### WHAT TO PRODUCE
From the records below, copy every line that contains the word "handgun".

### LISTED RECORDS
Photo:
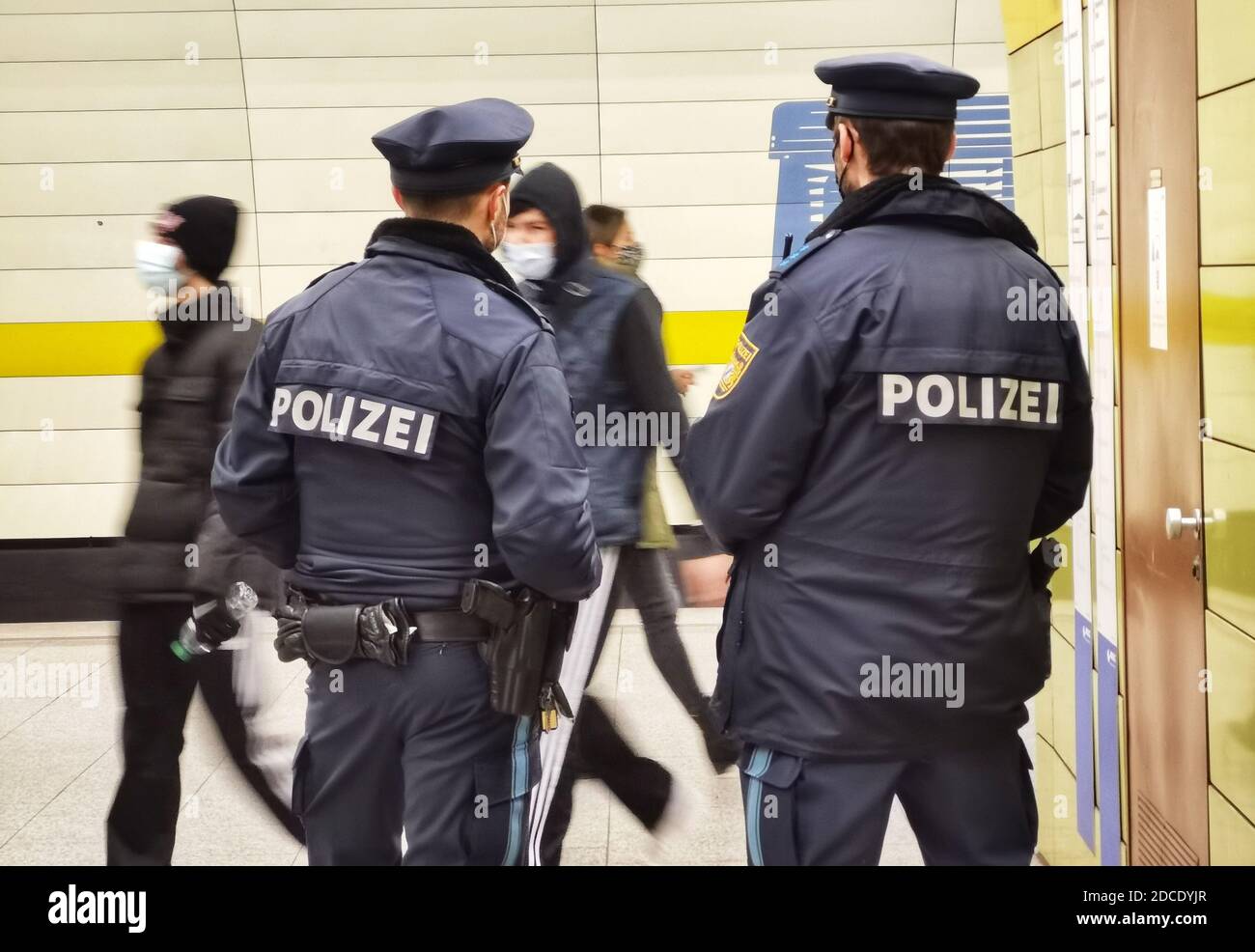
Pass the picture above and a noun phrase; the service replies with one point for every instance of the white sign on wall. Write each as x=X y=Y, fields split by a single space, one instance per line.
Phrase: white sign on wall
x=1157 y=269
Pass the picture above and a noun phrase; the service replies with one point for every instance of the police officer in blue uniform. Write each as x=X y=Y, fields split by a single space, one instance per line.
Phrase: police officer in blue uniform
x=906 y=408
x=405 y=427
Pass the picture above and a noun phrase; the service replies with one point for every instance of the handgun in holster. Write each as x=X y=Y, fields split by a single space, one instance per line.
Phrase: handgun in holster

---

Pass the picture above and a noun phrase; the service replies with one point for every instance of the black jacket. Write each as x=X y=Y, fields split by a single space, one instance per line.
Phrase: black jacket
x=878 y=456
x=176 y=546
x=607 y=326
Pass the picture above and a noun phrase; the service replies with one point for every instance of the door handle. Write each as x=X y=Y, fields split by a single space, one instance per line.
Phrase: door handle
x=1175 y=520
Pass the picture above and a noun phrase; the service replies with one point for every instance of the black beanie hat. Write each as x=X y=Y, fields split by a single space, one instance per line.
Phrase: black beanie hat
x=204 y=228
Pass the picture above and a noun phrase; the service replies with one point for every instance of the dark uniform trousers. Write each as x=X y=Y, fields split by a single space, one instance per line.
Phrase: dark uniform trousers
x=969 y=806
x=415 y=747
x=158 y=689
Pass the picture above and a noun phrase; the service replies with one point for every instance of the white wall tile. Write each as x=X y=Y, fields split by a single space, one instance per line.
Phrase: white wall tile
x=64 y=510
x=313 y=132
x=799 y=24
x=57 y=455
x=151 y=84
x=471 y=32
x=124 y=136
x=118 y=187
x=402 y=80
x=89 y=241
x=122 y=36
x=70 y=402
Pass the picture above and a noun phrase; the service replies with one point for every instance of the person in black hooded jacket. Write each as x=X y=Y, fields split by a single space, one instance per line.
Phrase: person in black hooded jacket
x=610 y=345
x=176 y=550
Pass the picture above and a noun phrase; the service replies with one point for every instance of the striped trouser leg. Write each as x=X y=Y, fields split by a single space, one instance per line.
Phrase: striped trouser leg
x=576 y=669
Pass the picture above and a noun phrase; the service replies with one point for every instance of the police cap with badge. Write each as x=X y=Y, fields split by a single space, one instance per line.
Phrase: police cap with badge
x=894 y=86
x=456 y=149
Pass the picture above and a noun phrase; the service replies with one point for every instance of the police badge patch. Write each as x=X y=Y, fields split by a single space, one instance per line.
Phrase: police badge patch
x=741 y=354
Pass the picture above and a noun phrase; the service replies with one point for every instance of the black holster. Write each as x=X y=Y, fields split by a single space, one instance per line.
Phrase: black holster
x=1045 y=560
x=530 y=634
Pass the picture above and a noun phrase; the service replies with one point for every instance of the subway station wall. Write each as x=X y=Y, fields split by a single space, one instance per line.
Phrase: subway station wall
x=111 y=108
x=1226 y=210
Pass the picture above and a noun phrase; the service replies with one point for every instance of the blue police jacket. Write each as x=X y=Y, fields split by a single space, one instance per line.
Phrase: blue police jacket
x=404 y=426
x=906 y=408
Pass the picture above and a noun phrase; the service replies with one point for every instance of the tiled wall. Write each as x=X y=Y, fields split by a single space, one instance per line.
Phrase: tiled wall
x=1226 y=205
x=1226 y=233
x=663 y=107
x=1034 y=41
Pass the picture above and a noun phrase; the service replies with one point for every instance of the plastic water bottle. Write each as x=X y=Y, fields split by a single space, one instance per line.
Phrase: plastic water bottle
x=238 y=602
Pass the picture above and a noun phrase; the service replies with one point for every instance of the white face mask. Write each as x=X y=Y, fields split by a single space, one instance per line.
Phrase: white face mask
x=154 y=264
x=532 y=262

---

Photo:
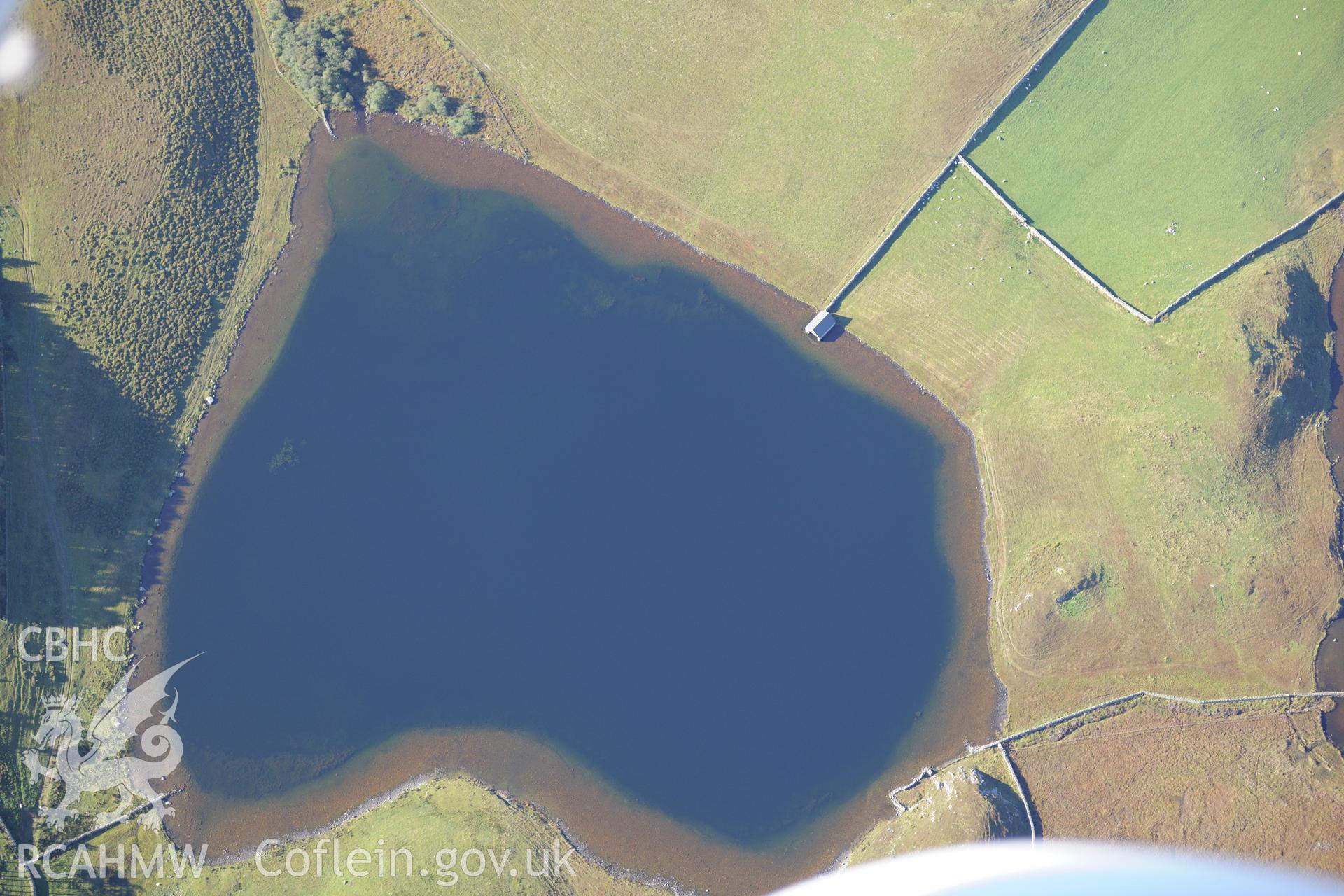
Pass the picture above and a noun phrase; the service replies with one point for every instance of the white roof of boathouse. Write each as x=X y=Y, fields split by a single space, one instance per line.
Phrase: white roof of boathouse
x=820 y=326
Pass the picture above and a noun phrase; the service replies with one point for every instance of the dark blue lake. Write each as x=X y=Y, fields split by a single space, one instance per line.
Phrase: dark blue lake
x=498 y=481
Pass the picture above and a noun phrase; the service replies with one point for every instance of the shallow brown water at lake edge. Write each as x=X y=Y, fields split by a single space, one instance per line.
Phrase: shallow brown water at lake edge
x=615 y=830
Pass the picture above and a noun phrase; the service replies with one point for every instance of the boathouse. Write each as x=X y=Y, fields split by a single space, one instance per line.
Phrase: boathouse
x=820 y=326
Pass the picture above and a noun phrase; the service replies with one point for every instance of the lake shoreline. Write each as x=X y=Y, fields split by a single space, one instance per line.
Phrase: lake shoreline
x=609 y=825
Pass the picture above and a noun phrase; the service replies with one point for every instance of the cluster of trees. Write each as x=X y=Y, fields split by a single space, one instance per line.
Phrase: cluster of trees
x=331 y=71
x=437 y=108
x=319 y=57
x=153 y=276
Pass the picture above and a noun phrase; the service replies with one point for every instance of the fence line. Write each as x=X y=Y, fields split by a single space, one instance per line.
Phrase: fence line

### SOLUTION TO THIS TASK
Pass the picture above and a noun phrase; the service replies with one point for every instance of the handgun in holster. Write each as x=X y=Y, fields split by a single space, one instance per line.
Phrase: handgun in holster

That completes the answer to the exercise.